*TO DO*
Please copy, exactly as they appear below, the lines from the one containing "Guideline: for each instance of the background" through the one containing "Guideline: for each instance of the oar, put".

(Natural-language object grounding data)
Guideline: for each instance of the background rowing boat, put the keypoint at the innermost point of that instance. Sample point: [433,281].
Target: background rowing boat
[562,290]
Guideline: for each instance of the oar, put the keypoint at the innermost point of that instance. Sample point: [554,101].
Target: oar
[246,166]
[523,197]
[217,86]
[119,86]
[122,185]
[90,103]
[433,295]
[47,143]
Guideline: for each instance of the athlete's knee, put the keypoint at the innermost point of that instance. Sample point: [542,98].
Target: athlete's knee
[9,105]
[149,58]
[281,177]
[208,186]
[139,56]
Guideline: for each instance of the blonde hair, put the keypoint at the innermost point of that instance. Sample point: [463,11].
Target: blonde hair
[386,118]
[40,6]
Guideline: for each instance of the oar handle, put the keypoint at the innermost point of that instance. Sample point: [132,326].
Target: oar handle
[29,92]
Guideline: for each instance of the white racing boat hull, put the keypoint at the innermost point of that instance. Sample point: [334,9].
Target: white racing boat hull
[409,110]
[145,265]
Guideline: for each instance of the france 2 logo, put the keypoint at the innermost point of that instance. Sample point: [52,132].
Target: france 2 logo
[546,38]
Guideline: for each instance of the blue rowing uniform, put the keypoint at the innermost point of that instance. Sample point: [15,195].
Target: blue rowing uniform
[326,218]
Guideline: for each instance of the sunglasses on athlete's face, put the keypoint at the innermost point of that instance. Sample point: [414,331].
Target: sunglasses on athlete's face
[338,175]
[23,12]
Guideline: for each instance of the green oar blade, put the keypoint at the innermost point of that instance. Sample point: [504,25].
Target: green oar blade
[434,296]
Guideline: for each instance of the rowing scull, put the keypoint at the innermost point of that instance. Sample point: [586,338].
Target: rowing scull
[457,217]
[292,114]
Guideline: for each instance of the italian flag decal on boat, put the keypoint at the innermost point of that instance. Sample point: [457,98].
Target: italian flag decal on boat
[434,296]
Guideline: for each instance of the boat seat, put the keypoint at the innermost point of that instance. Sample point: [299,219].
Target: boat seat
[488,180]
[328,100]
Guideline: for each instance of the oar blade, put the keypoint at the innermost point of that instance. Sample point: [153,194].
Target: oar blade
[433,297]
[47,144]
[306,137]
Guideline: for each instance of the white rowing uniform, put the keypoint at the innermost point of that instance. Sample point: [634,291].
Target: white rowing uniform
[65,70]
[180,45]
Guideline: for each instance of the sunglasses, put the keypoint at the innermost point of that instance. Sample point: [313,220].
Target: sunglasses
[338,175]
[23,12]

* * *

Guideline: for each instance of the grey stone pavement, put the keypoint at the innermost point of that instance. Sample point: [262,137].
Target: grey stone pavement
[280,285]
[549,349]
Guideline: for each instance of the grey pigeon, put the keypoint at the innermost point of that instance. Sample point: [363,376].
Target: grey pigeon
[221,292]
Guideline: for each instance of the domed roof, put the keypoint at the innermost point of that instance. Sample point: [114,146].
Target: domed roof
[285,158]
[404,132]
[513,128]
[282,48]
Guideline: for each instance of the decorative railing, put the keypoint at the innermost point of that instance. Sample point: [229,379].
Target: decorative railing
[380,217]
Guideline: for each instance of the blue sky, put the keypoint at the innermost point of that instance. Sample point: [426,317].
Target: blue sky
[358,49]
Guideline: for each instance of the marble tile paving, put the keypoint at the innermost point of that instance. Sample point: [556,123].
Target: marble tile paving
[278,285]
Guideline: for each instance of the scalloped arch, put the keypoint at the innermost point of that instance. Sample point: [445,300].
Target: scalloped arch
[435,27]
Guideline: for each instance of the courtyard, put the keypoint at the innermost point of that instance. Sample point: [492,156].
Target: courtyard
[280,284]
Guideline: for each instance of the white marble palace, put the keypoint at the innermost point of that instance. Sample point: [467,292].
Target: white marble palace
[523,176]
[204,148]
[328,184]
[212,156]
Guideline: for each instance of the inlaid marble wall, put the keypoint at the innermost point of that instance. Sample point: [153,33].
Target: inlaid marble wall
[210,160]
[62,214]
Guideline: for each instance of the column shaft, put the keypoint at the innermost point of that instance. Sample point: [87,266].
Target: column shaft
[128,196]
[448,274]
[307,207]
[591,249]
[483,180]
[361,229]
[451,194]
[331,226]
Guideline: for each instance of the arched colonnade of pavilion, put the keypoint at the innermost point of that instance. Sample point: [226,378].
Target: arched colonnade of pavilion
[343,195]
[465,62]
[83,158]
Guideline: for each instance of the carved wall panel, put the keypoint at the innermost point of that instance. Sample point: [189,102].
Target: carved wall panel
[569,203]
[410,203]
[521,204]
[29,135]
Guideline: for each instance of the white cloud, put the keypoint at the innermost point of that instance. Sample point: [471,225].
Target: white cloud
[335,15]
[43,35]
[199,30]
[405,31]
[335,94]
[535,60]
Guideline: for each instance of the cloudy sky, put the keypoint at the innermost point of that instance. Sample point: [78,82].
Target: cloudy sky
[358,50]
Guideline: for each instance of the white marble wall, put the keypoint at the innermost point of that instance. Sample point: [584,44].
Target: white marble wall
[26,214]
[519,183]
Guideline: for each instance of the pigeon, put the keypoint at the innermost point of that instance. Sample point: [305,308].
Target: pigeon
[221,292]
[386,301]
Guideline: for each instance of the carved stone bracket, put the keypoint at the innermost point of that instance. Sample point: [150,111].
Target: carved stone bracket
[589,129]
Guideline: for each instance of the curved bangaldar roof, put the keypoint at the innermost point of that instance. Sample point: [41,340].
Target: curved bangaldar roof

*WRITTEN SOLUTION*
Guideline: for each instance of the background rowing boat, put the keypoint at the innermost point of that instance. Sample point: [433,281].
Target: background rowing boat
[562,290]
Guideline: for each instance of the oar, put the keypoint at the innermost point of that instance. Sample point: [554,101].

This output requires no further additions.